Write out all entries word for word.

→ Records for the task
##############################

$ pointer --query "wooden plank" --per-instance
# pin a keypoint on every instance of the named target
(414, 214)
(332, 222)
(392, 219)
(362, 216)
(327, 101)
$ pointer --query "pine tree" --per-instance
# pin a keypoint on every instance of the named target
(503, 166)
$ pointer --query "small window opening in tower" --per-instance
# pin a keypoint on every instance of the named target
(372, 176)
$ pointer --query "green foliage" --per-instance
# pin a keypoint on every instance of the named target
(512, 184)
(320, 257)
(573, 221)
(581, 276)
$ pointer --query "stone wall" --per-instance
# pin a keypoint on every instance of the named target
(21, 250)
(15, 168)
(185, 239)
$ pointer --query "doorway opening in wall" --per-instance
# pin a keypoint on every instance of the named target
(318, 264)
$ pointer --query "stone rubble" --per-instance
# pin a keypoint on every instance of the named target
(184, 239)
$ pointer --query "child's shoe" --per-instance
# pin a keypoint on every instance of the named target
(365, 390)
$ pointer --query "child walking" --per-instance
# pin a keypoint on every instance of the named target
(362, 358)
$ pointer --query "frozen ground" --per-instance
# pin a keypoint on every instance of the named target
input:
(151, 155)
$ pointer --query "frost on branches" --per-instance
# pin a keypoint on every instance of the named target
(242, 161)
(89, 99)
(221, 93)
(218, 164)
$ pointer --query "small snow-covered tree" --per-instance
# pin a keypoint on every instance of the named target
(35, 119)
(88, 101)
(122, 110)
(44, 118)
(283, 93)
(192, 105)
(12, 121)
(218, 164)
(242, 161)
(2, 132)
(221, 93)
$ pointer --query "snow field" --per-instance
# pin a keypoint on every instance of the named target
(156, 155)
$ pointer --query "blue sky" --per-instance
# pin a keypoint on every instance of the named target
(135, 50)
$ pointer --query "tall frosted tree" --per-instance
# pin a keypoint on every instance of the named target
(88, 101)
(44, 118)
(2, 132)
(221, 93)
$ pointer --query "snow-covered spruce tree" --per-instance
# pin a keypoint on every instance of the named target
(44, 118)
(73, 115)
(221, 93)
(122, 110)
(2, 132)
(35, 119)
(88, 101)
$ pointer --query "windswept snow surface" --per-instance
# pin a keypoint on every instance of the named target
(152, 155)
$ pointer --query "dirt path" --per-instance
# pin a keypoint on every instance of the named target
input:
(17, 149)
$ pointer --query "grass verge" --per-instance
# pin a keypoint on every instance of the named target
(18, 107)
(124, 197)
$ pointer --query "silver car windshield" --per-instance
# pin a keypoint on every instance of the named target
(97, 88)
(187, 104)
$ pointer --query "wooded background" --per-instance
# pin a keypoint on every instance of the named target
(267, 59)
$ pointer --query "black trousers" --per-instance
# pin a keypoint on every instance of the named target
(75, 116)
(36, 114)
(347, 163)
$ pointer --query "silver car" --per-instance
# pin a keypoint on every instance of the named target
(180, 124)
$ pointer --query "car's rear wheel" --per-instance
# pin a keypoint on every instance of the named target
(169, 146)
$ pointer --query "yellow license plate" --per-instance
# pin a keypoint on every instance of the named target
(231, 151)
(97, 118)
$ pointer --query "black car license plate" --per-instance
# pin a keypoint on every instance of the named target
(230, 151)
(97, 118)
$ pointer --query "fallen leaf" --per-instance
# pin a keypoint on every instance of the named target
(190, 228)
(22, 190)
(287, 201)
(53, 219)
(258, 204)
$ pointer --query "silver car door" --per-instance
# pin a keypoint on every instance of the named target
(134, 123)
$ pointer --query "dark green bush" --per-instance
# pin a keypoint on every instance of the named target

##############################

→ Response
$ pointer --query "wooden plank" --per-instance
# pin a keypoint on every instance of the named target
(414, 214)
(332, 222)
(392, 219)
(362, 216)
(327, 101)
$ pointer --query "pine tree" --per-instance
# pin a keypoint on every instance of the named target
(503, 166)
$ pointer --query "small window opening in tower" --per-instance
# pin a keypoint on every instance of the named target
(372, 176)
$ pointer --query "green foliage" --per-instance
# pin a keypoint on every instance of the named target
(512, 184)
(320, 257)
(573, 221)
(581, 276)
$ pointer --query "stone wall" --per-instance
# pin a keypoint on every instance of the named target
(21, 250)
(15, 168)
(185, 239)
$ pointer --query "doorway opening in wall" --per-instance
# pin a keypoint on every instance of the named target
(318, 264)
$ pointer --query "stone rubble" --per-instance
# pin a keypoint on every instance of the named target
(184, 239)
$ pointer --query "child's shoe" --per-instance
# pin a keypoint on every instance of the named target
(365, 390)
$ pointer --query "child walking" --per-instance
# pin a keypoint on every instance of the named target
(362, 358)
$ pointer --query "frozen ground" --per-instance
# pin a keypoint on every instance of the named target
input:
(151, 155)
$ pointer --query "frost on branches" --per-instance
# pin a keypoint on every instance of the named target
(242, 161)
(89, 99)
(221, 93)
(218, 164)
$ pointer --query "small snow-covered tree" --per-instance
# pin a keypoint on every instance of the named target
(35, 119)
(88, 101)
(122, 110)
(44, 118)
(283, 93)
(192, 105)
(12, 121)
(218, 164)
(242, 161)
(2, 132)
(221, 93)
$ pointer --query "snow field" --per-instance
# pin a keypoint on every instance of the named target
(156, 155)
$ pointer --query "blue sky" --per-instance
# pin a keypoint on every instance of the named target
(135, 50)
$ pointer --query "tall frosted tree" --per-instance
# pin a keypoint on every instance of the named target
(88, 101)
(44, 118)
(2, 132)
(221, 93)
$ pointer --query "snow-covered spruce tree" --per-instance
# pin a keypoint on every instance of the named target
(44, 118)
(73, 115)
(221, 93)
(122, 110)
(2, 132)
(35, 119)
(88, 101)
$ pointer --query "windswept snow surface" --per-instance
# pin a keypoint on every instance of the named target
(152, 155)
$ pointer --query "dirt path" --per-instance
# pin a keypoint on every instance of the named target
input:
(17, 149)
$ pointer --query "grass verge" --per-instance
# pin a keypoint on every instance of the named target
(18, 107)
(124, 197)
$ pointer --query "silver car windshield" --per-instance
# pin a keypoint on every instance of the named target
(97, 88)
(187, 104)
$ pointer --query "wooded background" --per-instance
# pin a keypoint on every instance of the named target
(267, 59)
$ pointer --query "black trousers" --per-instance
# pin a keypoint on every instance of the named target
(75, 116)
(36, 114)
(347, 163)
$ pointer --query "silver car" --per-instance
# pin a keypoint on every instance of the named target
(180, 124)
$ pointer --query "car's rear wheel" --per-instance
# pin a keypoint on every instance of the named target
(169, 146)
$ pointer --query "yellow license plate" --per-instance
# pin a keypoint on every instance of the named target
(231, 151)
(97, 118)
$ pointer --query "black car license plate" --per-instance
# pin a keypoint on every instance of the named target
(230, 151)
(97, 118)
$ pointer --query "fallen leaf" --per-instance
# pin a keypoint on every instance of the named target
(190, 228)
(22, 190)
(287, 201)
(53, 219)
(258, 204)
$ pointer --query "silver car door" --per-instance
# pin a keypoint on every instance of the named target
(134, 123)
$ pointer --query "dark green bush" --per-instance
# pin a keypoint on every instance of the named target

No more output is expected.